Converting My Interactive Fictions Into E-books A Slow Process At First

Using sigil.jpg

For the past several months I’ve been looking into quite a few different ways to convert my interactive fiction into digital E-books for things like the Kindle. Some of the biggest issues I kept running into are outdated information and the lack of being able to talk with someone who has done what I’m looking to do.

Often in my research of something I’m trying to come up with some magical term that suddenly unlocks the gate and gives me the information I want. The terms you would think would result in a solution give old solutions that no longer seem to work. Blast the internet for holding everything past its expiration date.

Originally I started with Kindle Create. That seems like the most obvious choice, right? After a couple of failed attempts to get things done exactly the way I wanted it at a level of quality I wanted it. It became clear it was possible at some point but it no longer is or it never was.

My next stop was the Kindle Kid’s Book Creator. Children’s books are far more interactive than adult books most of the time. The best part was even if I used that tool I’m not forced to publish children’s books.

While Kindle Kid’s Book Creator did have more options. The route I took to try and get to where I wanted resulted in making the entire thing a PDF. Once the actual PDF was loaded in the letter quality and many other things were degraded and horrific.

Many old tutorials on using either of these two as a solution were quite old. It seemed like the ability to do what I wanted was just gutted entirely to make things more streamlined and basic. I was rather shocked by the lack of options Kindle Creator had let alone the kid's version. Both of these seemed to be rather basic and not anything I was looking to use let alone needed.

After a little more research, I ran into paid options. It was still quite questionable if what I wanted would even be possible after paying for software. It just felt like this was going to be the way it was. After all interactive fiction has its own “coding” languages and specific formats that work on certain sites only.

In the past, I even played around with one of those formats. Outside of putting that creation on a site like Itch.io. My other option would have been along go through an “official” process to get my work approved and published on a specific interactive fiction publishing site. My options seemed rather limited. I also did not meet the word minimum count to get approved on an “official” site for the code used in question.

* _Given request 1_:
Answer these questions using the blog post above:
(a) Which tool did the writer try first?
(b) What did the route taken with the Kindle Kid's Book Creator turn the entire thing into?
(c) Which site is named as a place where a creation could be put?
* _Given request 2_:
Please say whether each statement agrees with the blog post above, giving yes or no and quoting the words that decide it.
(a) Using the Kindle Kid's Book Creator forced the writer to publish children's books.
(b) The writer met the word minimum count for approval on an "official" site.
(c) The writer came across paid options after more research.

* _Entries provided_:

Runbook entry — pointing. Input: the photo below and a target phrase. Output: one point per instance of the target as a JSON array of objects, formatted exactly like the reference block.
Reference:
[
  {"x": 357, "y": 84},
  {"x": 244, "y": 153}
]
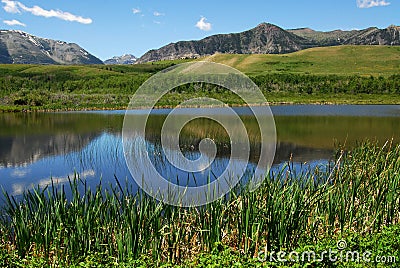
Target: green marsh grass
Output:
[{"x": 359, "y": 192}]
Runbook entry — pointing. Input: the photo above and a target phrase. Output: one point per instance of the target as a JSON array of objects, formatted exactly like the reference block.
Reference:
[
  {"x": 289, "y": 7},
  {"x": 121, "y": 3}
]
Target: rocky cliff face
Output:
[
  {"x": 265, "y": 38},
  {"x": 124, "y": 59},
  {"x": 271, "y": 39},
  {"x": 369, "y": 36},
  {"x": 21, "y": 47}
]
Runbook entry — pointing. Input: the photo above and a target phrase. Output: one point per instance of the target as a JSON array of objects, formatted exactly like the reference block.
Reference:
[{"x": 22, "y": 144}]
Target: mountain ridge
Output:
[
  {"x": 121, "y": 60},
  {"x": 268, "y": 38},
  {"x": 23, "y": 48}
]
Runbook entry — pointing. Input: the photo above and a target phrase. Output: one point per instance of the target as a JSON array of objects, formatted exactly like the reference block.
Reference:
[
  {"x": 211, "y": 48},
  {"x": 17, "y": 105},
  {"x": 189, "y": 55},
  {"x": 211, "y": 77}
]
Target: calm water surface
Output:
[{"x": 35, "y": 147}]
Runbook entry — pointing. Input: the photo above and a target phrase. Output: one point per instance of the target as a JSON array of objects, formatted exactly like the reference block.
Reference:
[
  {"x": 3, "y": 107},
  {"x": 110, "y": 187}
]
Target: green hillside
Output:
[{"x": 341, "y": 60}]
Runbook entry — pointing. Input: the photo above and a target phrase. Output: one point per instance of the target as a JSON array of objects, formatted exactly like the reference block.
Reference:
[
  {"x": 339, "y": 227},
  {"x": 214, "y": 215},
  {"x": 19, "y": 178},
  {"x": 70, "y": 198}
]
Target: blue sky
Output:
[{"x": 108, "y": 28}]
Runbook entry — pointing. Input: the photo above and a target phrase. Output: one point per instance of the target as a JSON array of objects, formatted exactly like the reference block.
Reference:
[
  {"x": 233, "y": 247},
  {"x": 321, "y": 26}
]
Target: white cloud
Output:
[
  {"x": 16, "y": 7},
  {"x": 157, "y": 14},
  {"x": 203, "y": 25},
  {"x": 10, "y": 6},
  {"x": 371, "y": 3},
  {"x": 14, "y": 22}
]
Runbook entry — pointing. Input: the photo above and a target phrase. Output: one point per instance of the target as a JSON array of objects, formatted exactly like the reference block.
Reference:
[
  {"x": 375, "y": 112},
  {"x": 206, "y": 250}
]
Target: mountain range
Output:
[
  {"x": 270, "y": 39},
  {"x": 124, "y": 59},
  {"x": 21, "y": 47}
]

--

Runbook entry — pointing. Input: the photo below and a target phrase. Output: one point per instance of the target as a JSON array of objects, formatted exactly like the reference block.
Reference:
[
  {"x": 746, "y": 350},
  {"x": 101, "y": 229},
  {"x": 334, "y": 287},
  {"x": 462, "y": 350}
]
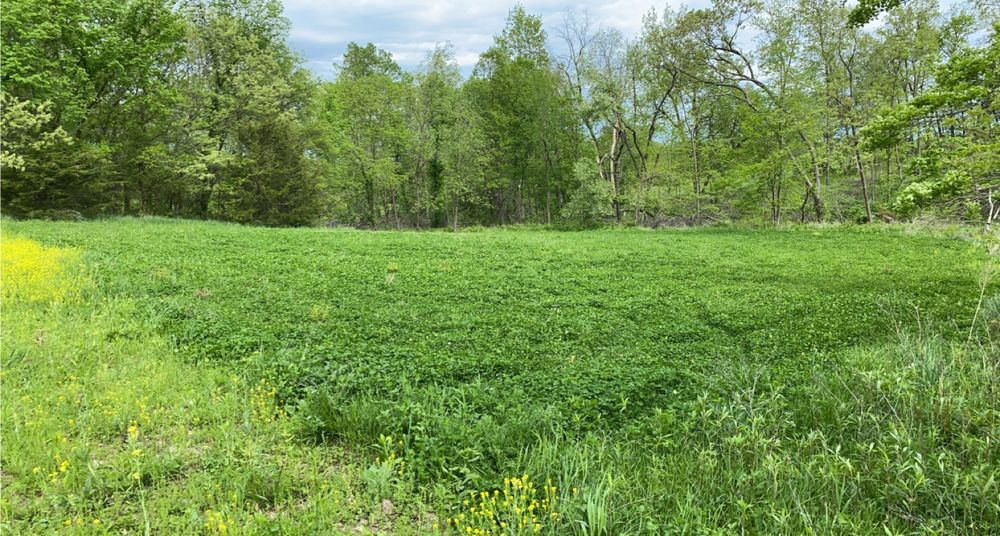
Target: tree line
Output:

--

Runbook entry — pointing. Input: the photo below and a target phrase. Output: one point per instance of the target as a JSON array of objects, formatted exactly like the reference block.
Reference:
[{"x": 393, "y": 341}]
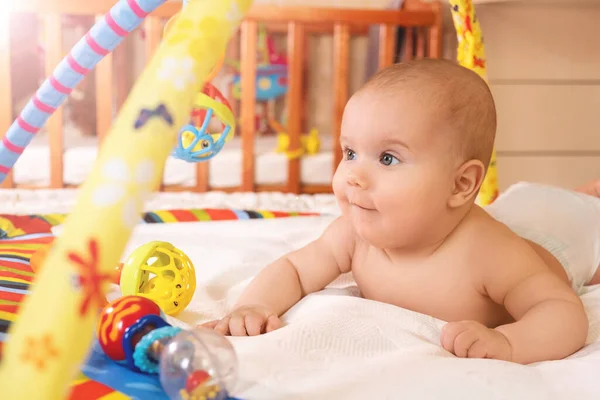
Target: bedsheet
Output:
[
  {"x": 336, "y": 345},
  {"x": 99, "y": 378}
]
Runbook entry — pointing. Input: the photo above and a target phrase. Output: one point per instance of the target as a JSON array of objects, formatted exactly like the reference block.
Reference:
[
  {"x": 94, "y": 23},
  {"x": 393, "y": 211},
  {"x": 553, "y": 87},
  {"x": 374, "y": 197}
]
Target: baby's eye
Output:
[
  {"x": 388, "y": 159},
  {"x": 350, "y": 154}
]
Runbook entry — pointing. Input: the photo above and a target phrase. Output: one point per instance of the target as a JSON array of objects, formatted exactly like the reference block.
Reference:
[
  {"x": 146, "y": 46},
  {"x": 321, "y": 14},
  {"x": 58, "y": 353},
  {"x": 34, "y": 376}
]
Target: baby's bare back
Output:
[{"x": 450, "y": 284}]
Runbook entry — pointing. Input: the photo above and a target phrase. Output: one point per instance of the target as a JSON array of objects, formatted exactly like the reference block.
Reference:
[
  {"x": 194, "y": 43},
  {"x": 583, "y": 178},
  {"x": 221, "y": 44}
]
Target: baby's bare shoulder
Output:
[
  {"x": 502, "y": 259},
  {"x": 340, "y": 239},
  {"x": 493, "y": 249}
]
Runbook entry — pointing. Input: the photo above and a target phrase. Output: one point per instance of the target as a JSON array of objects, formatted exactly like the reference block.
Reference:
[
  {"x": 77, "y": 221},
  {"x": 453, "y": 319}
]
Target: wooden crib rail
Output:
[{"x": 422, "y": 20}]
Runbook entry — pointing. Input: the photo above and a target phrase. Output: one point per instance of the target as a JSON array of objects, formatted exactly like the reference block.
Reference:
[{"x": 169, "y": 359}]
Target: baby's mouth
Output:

* _Result 1_:
(a) Kindle Create
(b) A PDF
(c) Itch.io

* _Result 2_:
(a) No: "The best part was even if I used that tool I’m not forced to publish children’s books."
(b) No: "I also did not meet the word minimum count to get approved on an “official” site for the code used in question."
(c) Yes: "After a little more research, I ran into paid options."